What model books were most useful to you and how?

As a parent and aspiring middle grade writer, I was blown away by the timeless appeal of Judy Blume’s Tales of a Fourth Grade Nothing (Dutton, 1972). I observed my kids and others read this book again and again, more than any other with the exception of Harry Potter. What is it about Tales of a Fourth Grade Nothing?

To answer that, I read the book myself and listened to the audiobook along with my kids more times than I can count. There are so many marvelous things about the book, but for me, the element that really draws kids in is the voice.

The narrator Peter has a great sense of humor, but it’s not just that, it’s his humor combined with something else, something unexpected: vulnerability.

In only the second paragraph, Peter admits to the reader that he “felt bad” that he didn’t get a goldfish like the other kids at the party. It is this honest, confessional quality that makes kids feel like a friend is telling them deep, dark secrets. It’s the combination of humor and vulnerability that is the voice’s secret sauce.

In experimenting with humorous voices, I had learned that they can sometimes veer into sarcasm or snark, thereby alienating readers, but what I learned from Tales of a Fourth Grade Nothing was that endowing a humorous voice with vulnerability allows the character to be more relatable.

I realized that if you could get that balance just right, the middle grade reader would follow your narrator anywhere.

Please describe your pre-publication craft apprenticeship. How did you take your writing from a beginner level to publishable?

I wrote an “apprentice novel.” It is very long and deeply flawed. It isn’t sure what genre it is, and not in an intentional how-cool-is-that, genre-bending way. It is simply confused, because I was.

There is magic in the story, but the rules of that magic are unclear. My characters are in their heads too much. The plot is predictable. The personal stakes feel manufactured.

One might argue that this project was an expensive “mistake,” writing multiple drafts of a three-hundred-page novel that simply sits on my hard drive. Couldn’t I have just read a craft book? Couldn’t I have taken classes and solicited feedback?

I did, and I do, but I could have read every craft book there is and had Pulitzer Prize-winning mentors, I was never going to learn to write a novel without just doing it. I cherish that unpublished book and all the mistakes in it for all they taught me.

What would you have done differently?

□ □ □ □ □

## Your task:
Pick up the interview about writing middle grade fiction right after its last line and carry it further.

(Images for locating objects)
□ □ □ □ □

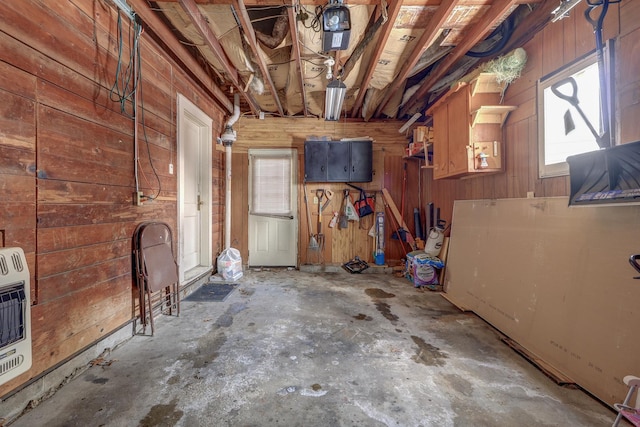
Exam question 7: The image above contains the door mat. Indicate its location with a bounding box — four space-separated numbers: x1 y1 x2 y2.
183 283 238 302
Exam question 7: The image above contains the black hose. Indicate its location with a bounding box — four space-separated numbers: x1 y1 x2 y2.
466 16 514 58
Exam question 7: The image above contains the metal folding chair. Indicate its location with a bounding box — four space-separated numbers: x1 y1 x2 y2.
612 375 640 427
133 222 180 335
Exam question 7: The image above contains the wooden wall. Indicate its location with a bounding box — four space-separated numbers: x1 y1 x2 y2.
428 1 640 226
0 0 224 396
231 117 424 264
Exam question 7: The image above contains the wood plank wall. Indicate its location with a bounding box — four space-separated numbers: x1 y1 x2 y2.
231 117 426 264
429 1 640 226
0 0 224 396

□ □ □ □ □

## Your response:
I think I could have improved (and could continue to improve!) my writing faster by doing less wordsmithing and more writing. Polishing is what I do when I’m chickening out on the hard stuff.


As an MFA in Writing student, how did that experience impact your literary journey? 

As a current MFA student in the Writing for Children and Young Adults program at Vermont College of Fine Arts, I am grateful for a space that encourages me to take risks and try new things. I have found incredible mentors and peers who have pushed my writing to the next level and have offered invaluable guidance on both craft and career.

In addition, the program provides structure and community in a profession where those can be hard to come by. Writing can feel incredibly isolating, and when that writing is not going well, that isolation can be hard to bear.

VCFA is, and will remain long after I graduate, my antidote both to that isolation and to figuring out how to push through the rough patches.

Cynsational Notes


Photo of Jessie by Amanda Chung

Kirkus Reviews wrote, “Tristan is a charmer; he’s earnest, loving, wistful, and practical, and he narrates his own tale without guile.”


Jessie Janowitz fell in love with the French language (and French pastry) in high school. When she went to Princeton, she majored in comparative literature because it allowed her to study French and all the other things she was interested in, including creative writing.

She has taught in a French public high school for cooking and restaurant service, worked with translations rights for a publishing house and studied law.

She is currently a student in the Writing for Children and Young Adults MFA program at Vermont College of Fine Arts.